===== STORED RECORDS

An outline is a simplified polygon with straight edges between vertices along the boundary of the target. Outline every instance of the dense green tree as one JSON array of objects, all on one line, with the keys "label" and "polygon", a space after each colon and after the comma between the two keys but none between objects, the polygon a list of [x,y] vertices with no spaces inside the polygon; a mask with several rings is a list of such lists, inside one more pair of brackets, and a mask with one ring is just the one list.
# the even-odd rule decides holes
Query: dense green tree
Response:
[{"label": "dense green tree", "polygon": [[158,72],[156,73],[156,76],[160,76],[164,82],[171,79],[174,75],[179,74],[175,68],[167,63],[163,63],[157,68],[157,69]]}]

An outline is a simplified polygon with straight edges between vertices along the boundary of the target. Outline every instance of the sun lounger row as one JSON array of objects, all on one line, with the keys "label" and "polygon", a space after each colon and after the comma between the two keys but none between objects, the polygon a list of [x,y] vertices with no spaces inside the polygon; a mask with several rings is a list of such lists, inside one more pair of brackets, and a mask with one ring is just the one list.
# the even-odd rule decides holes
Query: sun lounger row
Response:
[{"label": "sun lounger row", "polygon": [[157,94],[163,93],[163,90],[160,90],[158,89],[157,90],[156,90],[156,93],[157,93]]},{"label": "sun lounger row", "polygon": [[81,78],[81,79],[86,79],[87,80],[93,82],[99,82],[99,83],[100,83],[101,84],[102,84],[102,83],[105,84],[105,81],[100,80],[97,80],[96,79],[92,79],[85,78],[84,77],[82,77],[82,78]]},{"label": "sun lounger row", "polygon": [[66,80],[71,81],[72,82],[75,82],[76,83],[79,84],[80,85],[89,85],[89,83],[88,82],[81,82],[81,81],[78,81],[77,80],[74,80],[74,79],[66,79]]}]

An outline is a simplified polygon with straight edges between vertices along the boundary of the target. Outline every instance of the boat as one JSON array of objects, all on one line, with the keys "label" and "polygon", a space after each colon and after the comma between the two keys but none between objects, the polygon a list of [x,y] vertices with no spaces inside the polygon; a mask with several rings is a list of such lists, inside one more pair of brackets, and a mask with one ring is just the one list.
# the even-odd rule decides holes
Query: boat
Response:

==========

[TO BE DONE]: Please reproduce every line of the records above, unchanged.

[FINISHED TASK]:
An outline is a simplified polygon with straight edges between vertices along the boundary of the target. Outline every instance of the dense green tree as one JSON array of objects, all on one line, with the keys "label" and "polygon", a space after each colon and after the comma between the two keys but none between objects, the polygon a list of [x,y] vertices with no spaces inside the polygon; a mask with several rings is a list of such lists, inside one more pair of brackets, and a mask with one ring is just the one list.
# the even-odd rule decides holes
Query: dense green tree
Response:
[{"label": "dense green tree", "polygon": [[158,72],[156,73],[156,76],[160,76],[164,82],[171,79],[174,75],[179,74],[175,68],[167,63],[163,63],[157,68],[157,69]]}]

An outline is a simplified polygon with straight edges between vertices along the boundary of the target. Outline every instance of the sun lounger row as one JSON array of objects, all on one line, with the keys "label" and "polygon", a space after each colon and after the comma between the two keys but none between objects, the polygon a list of [x,y] vertices with no spaces inside the polygon; a mask with several rings is a list of such lists, inside one more pair of brackets, and a mask with one ring is just the one list.
# the even-odd rule decides holes
Query: sun lounger row
Response:
[{"label": "sun lounger row", "polygon": [[157,94],[163,93],[163,90],[160,90],[158,89],[157,90],[156,90],[156,93],[157,93]]},{"label": "sun lounger row", "polygon": [[81,78],[81,79],[86,79],[87,80],[93,82],[99,82],[99,83],[100,83],[101,84],[102,84],[102,83],[105,84],[105,81],[100,80],[97,80],[96,79],[92,79],[85,78],[84,77],[82,77],[82,78]]},{"label": "sun lounger row", "polygon": [[66,80],[71,81],[72,82],[75,82],[76,83],[79,84],[80,85],[89,85],[89,83],[88,82],[81,82],[81,81],[78,81],[77,80],[74,80],[74,79],[66,79]]}]

An outline is a simplified polygon with straight edges between vertices along the boundary of the target. Outline every instance of the boat as one JSON array of objects, all on one line, with the keys "label" and "polygon", a space after each colon and after the comma between the two keys but none between objects, the polygon a list of [x,y] vertices with no spaces inside the polygon; a mask with several rings is a list of such lists, inside one more pair of brackets, and a mask with one ring is just the one list.
# the even-odd rule decides holes
Query: boat
Response:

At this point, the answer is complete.